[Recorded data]
* * *

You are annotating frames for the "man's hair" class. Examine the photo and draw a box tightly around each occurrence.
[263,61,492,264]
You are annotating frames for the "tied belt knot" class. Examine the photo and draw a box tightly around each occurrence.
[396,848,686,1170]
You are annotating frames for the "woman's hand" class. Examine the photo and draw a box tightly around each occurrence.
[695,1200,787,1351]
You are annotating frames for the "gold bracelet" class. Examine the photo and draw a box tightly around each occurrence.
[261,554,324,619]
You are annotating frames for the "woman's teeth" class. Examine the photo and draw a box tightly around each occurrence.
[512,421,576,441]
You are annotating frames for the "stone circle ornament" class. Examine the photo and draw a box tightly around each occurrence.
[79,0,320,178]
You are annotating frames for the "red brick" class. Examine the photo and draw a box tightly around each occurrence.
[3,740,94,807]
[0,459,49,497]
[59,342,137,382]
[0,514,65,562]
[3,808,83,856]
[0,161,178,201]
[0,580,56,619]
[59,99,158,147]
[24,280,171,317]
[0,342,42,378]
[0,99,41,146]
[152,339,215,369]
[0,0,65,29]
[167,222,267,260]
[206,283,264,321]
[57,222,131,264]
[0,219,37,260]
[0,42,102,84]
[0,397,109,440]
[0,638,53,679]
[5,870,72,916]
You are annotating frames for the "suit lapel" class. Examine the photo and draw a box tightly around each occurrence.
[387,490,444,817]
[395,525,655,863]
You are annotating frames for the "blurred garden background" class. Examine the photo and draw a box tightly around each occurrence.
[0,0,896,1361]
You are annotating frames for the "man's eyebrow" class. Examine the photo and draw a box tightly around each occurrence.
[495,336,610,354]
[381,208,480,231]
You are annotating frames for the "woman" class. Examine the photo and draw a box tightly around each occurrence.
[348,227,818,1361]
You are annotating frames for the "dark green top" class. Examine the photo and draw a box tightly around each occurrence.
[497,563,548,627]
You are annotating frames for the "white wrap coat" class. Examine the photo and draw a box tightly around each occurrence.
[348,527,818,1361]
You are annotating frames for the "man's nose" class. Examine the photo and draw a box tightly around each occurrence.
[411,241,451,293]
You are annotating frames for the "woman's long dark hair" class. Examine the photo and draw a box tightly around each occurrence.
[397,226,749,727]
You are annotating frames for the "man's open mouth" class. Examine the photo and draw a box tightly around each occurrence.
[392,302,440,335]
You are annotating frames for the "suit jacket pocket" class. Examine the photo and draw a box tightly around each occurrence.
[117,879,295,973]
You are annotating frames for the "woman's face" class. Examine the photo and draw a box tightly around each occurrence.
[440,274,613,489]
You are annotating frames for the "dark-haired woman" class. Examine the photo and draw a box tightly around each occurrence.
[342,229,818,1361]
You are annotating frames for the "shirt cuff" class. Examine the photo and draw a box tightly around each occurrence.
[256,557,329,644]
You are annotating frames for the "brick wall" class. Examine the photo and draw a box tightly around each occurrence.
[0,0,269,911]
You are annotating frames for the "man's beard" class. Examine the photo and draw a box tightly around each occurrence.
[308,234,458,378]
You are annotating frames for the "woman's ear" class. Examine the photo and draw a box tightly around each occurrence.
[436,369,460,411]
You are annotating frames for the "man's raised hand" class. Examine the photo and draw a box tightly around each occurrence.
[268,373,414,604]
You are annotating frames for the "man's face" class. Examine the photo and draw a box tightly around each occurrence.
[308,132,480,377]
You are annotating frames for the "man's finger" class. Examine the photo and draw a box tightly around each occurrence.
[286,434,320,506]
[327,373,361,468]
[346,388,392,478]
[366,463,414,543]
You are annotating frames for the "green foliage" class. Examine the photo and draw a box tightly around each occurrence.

* * *

**Exercise task:** Reproduce the rows from the first one through the row containing "[79,0,320,178]", inclusive, with "stone circle ornament" replaced by "stone ring ornament" and nothing else changed.

**The response:**
You are annotating frames for the "man's hair" class. Examine the photo and draw a box tightly around each occurrence.
[263,61,492,264]
You are annotating frames for the "tied belt knot" class. Examine the photo and draw a box tightly around each occurrence.
[396,848,686,1170]
You are annotating frames for the "woman's hand" class. Examine the photo and draw a box tightly around each occurrence.
[695,1200,787,1351]
You are annotating frames for the "gold bracelet" class. Examine the photo and draw a box tightly around each occurrence.
[261,554,324,619]
You are annotating frames for the "woman's teeth" class. Examine the photo and draw a box tightly around each occurrence.
[512,421,576,441]
You are annotating frames for the "stone ring ornament" class. Examine the photo and draw a box tightly around each occurrence.
[79,0,320,178]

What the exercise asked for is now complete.